▶ _WORK REQUEST_: An exact copy of all the data is the required output.

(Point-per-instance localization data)
=== Begin Enclosure ===

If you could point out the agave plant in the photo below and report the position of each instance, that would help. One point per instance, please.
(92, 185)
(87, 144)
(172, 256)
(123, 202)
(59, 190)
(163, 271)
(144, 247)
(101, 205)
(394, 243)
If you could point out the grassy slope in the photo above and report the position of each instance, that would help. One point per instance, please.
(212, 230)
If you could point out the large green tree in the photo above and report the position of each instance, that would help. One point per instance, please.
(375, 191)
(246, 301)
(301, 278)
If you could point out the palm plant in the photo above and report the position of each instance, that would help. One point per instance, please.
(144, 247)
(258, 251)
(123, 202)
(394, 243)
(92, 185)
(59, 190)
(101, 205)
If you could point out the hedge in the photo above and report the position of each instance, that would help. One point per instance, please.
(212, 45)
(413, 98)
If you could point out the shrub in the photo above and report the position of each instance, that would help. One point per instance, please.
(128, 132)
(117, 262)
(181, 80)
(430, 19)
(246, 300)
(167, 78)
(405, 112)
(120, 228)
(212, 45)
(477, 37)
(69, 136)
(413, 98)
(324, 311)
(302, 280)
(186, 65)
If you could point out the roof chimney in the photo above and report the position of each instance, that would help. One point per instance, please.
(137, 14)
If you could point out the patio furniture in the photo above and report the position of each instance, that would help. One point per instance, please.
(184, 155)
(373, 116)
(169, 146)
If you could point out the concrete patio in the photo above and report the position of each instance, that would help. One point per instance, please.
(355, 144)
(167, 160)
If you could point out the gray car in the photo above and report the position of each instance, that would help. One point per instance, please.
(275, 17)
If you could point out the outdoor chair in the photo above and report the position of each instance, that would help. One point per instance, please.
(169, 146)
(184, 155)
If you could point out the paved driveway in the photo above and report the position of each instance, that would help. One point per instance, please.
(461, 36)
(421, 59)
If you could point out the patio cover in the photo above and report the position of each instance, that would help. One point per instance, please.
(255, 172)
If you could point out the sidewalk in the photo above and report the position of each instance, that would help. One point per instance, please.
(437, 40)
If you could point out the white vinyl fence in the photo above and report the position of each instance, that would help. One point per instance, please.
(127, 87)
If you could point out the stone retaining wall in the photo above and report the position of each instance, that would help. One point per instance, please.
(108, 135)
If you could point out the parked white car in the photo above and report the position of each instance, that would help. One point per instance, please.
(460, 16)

=== End Enclosure ===

▶ _REPLY_:
If you could point out the agave plant in the photo below and report the position of each instance, that would help. One point per instance, please.
(92, 185)
(87, 144)
(172, 256)
(123, 202)
(59, 190)
(163, 271)
(144, 247)
(101, 205)
(394, 243)
If you could point out the grassy slope in the photo above and report the position of each instance, that would help. One point per instance, please.
(212, 230)
If you could point out the large green tree in the photo above and report the position of each instance, that would help. One point per instance, please.
(375, 191)
(246, 301)
(301, 278)
If you could point out the palm plant in the photo above and report the position of each instance, that would help. One point per instance, please.
(144, 247)
(258, 251)
(123, 202)
(394, 243)
(92, 185)
(59, 190)
(101, 205)
If you could point out the hedge in the photo above and report the position of each instance, that would help. One point per instance, please.
(212, 45)
(413, 98)
If you could point out the shrub in the photo above and report the position of each instance, that would help. One point per instance, please.
(128, 132)
(117, 262)
(181, 80)
(430, 19)
(246, 300)
(167, 78)
(405, 112)
(120, 228)
(212, 45)
(477, 37)
(69, 136)
(413, 98)
(324, 311)
(302, 280)
(186, 65)
If you could point out the roof chimney in the photo above and report the position of each instance, that would help. One point per instance, please.
(137, 14)
If you could point out the patio furniture in the photo above and report the position of each instance, that would help. One point per instance, please.
(184, 155)
(373, 116)
(169, 146)
If you could point out the concrete patio in the photo above and report the position of each instance, that would help. One point per instance, please.
(355, 144)
(167, 160)
If you could point out the gray car in the photo above and report the position of each instance, that would help. One point per instance, please.
(275, 17)
If you could point out the outdoor chair in the photo above and report the position of each instance, that would help. One point per instance, please.
(169, 146)
(184, 155)
If you could point out the paved driveway in the photo above and report the position of each instance, that would help. One point per instance, please.
(461, 36)
(421, 59)
If you could point out the patio cover in the photo above and report the position of each instance, that would help. One point per instance, please.
(255, 172)
If you could point out the sidewalk in the photo above and report the position of each instance, that would help. One point per instance, please.
(437, 40)
If you could point out the white vinyl fence in the photo above and report the position of each instance, that would help. One point per instance, please.
(127, 87)
If you could point out the stone retaining wall in the photo above and report the position of each instance, that would help. One point per instance, please.
(108, 135)
If you could point out the parked white car in the photo above and report the position of each instance, that would help. One point per instance, please.
(460, 16)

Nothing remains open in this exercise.